===== Text
These models demonstrably have good vulnerability research capabilities.
I'm sure their marketing department is ecstatic but you guys are far more hype-based than what you're calling out.
These models demonstrably have good vulnerability research capabilities.
I'm sure their marketing department is ecstatic but you guys are far more hype-based than what you're calling out.
Good but not necessarily better that was is already pay-as-you-go available today. ref. https://www.flyingpenguin.com/the-boy-that-cried-mythos-veri...
This AISLE benchmark is interesting in this matter: https://aisle.com/blog/ai-cybersecurity-after-mythos-the-jag...
And the recently discovered Copy Fail by Xint code is another proof that the gating is overblown: https://xint.io/blog/copy-fail-linux-distributions
> demonstrably
I'm not entirely up to date on each week's LLM hype train/scandal but last I heard there was no public access to it or public-trusted 3rd parties that can review model's capabilities
You are up to date. Mythos had unauthorized access because of poor security but that's it as far as I know. Not exactly a good sign for something being advertised as a weapon...
You'd think if Mythos was so good at finding security issues they could point it at their own setup for it and have found those issues easily...
It’s easy to end up with no public-trusted third parties if we arbitrarily distrust third parties who say the capabilities match what’s promised. Mozilla for example says it found hundreds of Firefox vulnerabilities, and I think it’s pretty unlikely they’re lying to cover Anthropic’s back.
I think the question around the Firefox find, is not that they found hundreds of vulnerabilities - they found hundreds of bugs.
What would be really interesting is a side by side Claude Opus 4.7 and Mythos comparison.
==========
===== Raw data
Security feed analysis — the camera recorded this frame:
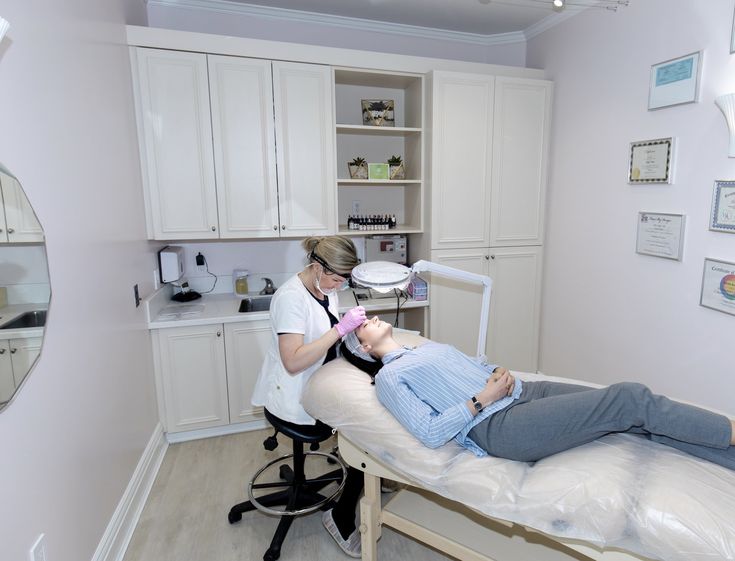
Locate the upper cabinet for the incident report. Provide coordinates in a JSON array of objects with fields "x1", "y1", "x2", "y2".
[
  {"x1": 131, "y1": 48, "x2": 336, "y2": 240},
  {"x1": 431, "y1": 72, "x2": 552, "y2": 249}
]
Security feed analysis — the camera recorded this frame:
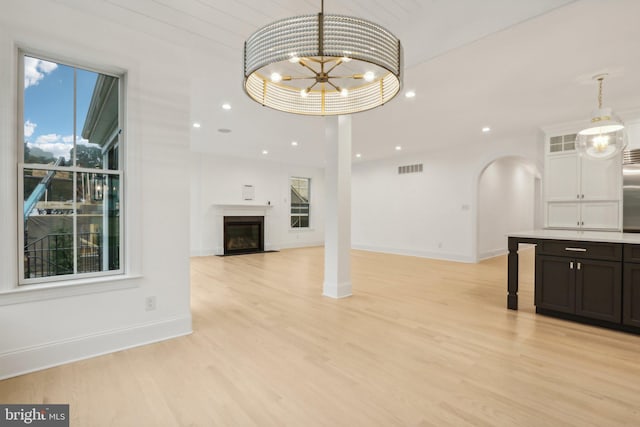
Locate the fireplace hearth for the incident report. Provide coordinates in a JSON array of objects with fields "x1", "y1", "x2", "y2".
[{"x1": 223, "y1": 216, "x2": 264, "y2": 255}]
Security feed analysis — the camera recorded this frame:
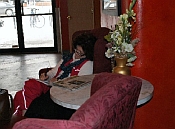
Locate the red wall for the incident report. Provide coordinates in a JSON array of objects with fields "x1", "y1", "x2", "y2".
[{"x1": 121, "y1": 0, "x2": 175, "y2": 129}]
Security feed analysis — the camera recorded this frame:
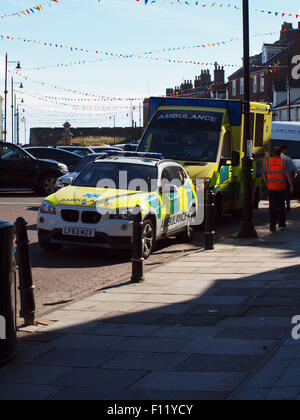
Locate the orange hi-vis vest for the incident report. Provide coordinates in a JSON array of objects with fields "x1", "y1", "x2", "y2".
[{"x1": 266, "y1": 158, "x2": 287, "y2": 191}]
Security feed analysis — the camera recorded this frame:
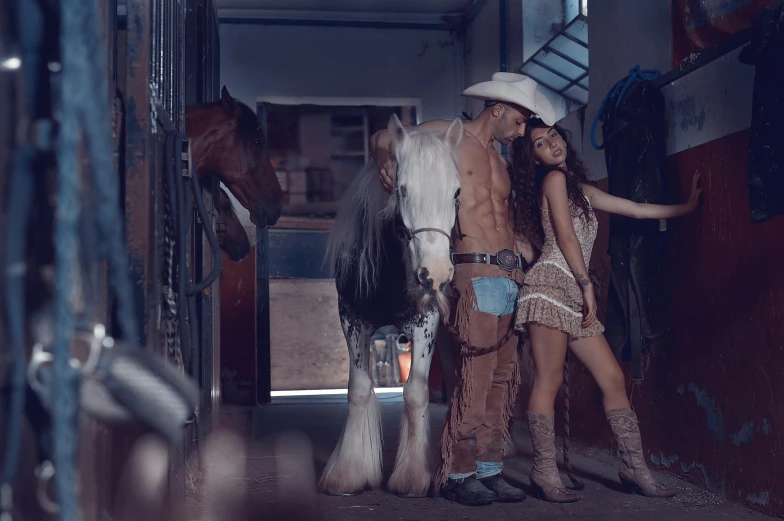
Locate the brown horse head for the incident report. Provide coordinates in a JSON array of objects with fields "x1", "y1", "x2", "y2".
[
  {"x1": 185, "y1": 87, "x2": 283, "y2": 227},
  {"x1": 217, "y1": 188, "x2": 250, "y2": 262}
]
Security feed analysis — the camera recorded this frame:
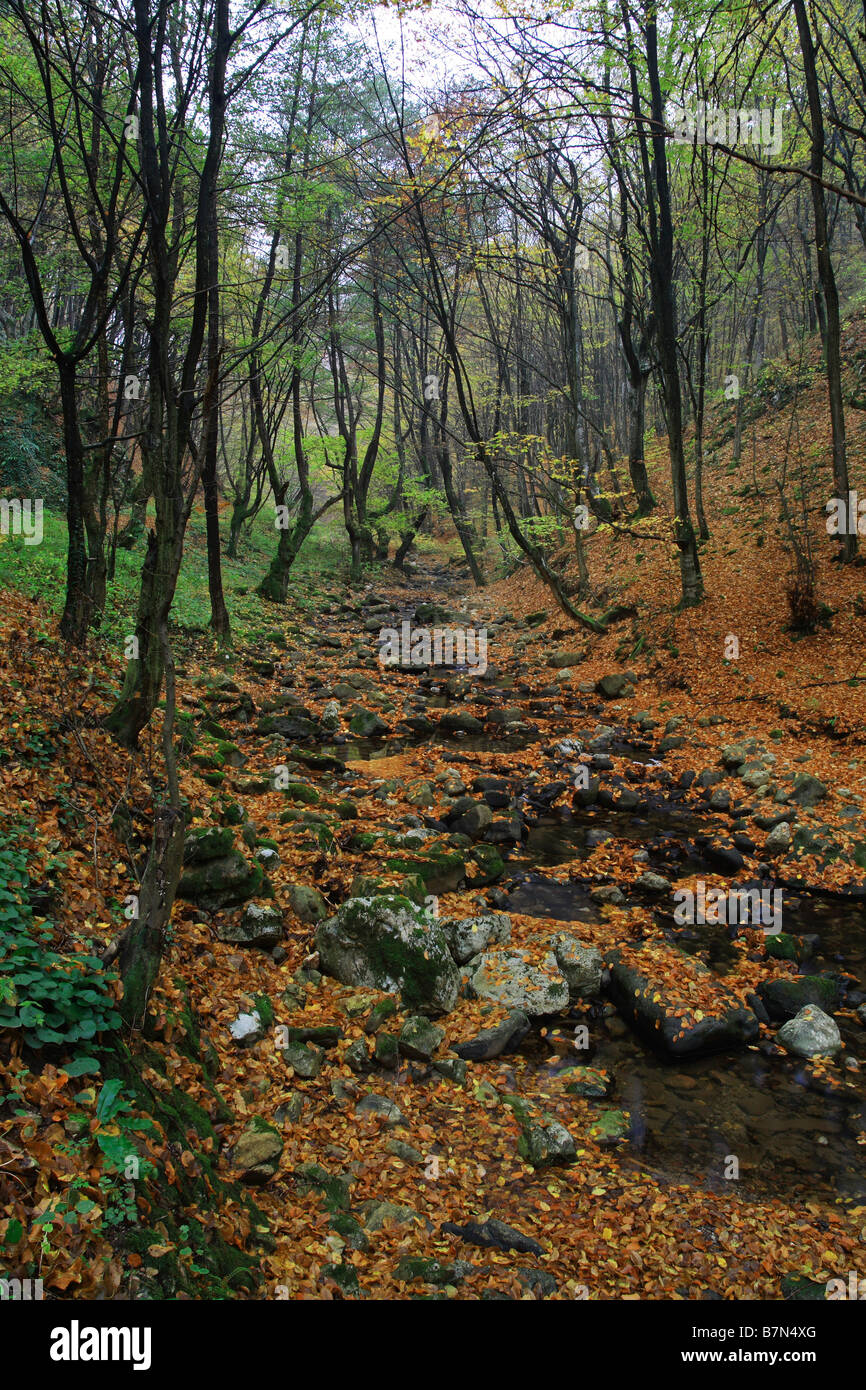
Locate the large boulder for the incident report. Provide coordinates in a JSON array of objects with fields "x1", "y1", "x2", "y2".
[
  {"x1": 553, "y1": 934, "x2": 603, "y2": 999},
  {"x1": 758, "y1": 974, "x2": 841, "y2": 1019},
  {"x1": 288, "y1": 883, "x2": 328, "y2": 924},
  {"x1": 217, "y1": 902, "x2": 282, "y2": 947},
  {"x1": 776, "y1": 1004, "x2": 842, "y2": 1056},
  {"x1": 232, "y1": 1115, "x2": 284, "y2": 1183},
  {"x1": 471, "y1": 951, "x2": 569, "y2": 1017},
  {"x1": 439, "y1": 912, "x2": 512, "y2": 965},
  {"x1": 453, "y1": 1009, "x2": 530, "y2": 1062},
  {"x1": 178, "y1": 849, "x2": 264, "y2": 912},
  {"x1": 316, "y1": 895, "x2": 459, "y2": 1012},
  {"x1": 607, "y1": 947, "x2": 759, "y2": 1056}
]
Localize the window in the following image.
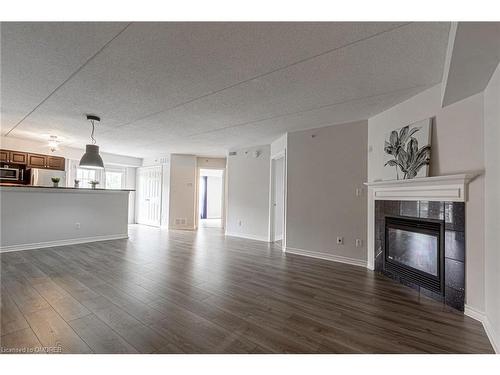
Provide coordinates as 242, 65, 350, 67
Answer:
76, 168, 96, 188
106, 171, 123, 189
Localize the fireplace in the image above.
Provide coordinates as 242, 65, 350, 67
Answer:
383, 216, 444, 295
366, 173, 480, 311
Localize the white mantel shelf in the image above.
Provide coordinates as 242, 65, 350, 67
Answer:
365, 172, 482, 270
365, 172, 481, 202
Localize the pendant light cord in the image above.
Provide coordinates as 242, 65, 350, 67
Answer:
90, 120, 95, 145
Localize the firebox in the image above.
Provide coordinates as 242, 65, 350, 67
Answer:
383, 216, 445, 295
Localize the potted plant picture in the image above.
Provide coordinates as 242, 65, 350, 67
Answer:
384, 119, 431, 180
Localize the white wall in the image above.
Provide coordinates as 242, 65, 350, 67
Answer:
125, 167, 137, 224
286, 121, 367, 264
142, 155, 170, 228
169, 154, 197, 230
271, 134, 287, 158
226, 145, 271, 241
271, 157, 285, 241
368, 85, 484, 311
207, 175, 222, 219
0, 187, 128, 250
484, 61, 500, 352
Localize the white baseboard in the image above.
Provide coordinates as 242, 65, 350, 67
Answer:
464, 305, 500, 354
226, 232, 269, 242
284, 247, 366, 268
0, 233, 128, 253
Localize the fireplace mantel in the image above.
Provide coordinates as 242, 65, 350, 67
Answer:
365, 173, 480, 202
365, 171, 482, 270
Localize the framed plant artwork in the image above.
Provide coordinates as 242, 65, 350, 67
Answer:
384, 119, 432, 180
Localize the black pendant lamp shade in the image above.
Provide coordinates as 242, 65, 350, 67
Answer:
80, 115, 104, 169
80, 145, 104, 169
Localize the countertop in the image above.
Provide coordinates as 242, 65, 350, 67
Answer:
0, 183, 135, 193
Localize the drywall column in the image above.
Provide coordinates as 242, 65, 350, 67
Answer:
483, 65, 500, 353
286, 121, 368, 266
226, 145, 270, 241
169, 154, 197, 230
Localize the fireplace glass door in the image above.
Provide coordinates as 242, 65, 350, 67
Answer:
384, 216, 444, 292
387, 228, 439, 276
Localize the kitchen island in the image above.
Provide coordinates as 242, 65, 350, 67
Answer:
0, 186, 133, 252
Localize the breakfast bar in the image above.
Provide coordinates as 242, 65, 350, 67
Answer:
0, 186, 132, 252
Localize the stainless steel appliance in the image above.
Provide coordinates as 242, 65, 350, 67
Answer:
0, 167, 22, 181
30, 168, 66, 187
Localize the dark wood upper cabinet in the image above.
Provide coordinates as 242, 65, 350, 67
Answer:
0, 150, 65, 171
47, 156, 64, 171
28, 154, 47, 168
0, 150, 9, 163
9, 151, 28, 164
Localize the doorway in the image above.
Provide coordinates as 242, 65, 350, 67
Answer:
271, 156, 285, 246
136, 166, 162, 227
198, 169, 224, 228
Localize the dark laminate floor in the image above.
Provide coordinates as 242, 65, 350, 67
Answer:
1, 226, 492, 353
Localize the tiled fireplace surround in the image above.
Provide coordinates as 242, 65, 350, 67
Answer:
375, 200, 465, 311
366, 174, 477, 311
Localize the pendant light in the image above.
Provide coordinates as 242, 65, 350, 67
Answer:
80, 115, 104, 169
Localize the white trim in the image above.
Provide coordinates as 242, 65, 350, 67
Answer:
464, 304, 486, 322
464, 304, 500, 354
0, 233, 128, 253
365, 172, 481, 202
284, 247, 366, 267
225, 232, 269, 243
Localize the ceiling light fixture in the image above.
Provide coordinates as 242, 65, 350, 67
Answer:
80, 115, 104, 169
49, 135, 60, 152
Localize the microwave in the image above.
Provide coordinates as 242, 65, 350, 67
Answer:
0, 167, 19, 181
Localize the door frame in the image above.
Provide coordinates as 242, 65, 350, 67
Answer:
194, 165, 227, 231
134, 165, 164, 228
269, 150, 287, 251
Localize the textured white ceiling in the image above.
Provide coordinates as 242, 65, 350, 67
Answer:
1, 22, 449, 157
==========
■ Exercise goal: Copy the thread starting at the words "This AISLE benchmark" and ending after "those issues easily...", but swap "AISLE benchmark" for "AISLE comparison". Rely only on the thread, not on the data.

■ Result of this exercise:
This AISLE comparison is interesting in this matter: https://aisle.com/blog/ai-cybersecurity-after-mythos-the-jag...
And the recently discovered Copy Fail by Xint code is another proof that the gating is overblown: https://xint.io/blog/copy-fail-linux-distributions
> demonstrably
I'm not entirely up to date on each week's LLM hype train/scandal but last I heard there was no public access to it or public-trusted 3rd parties that can review model's capabilities
You are up to date. Mythos had unauthorized access because of poor security but that's it as far as I know. Not exactly a good sign for something being advertised as a weapon...
You'd think if Mythos was so good at finding security issues they could point it at their own setup for it and have found those issues easily...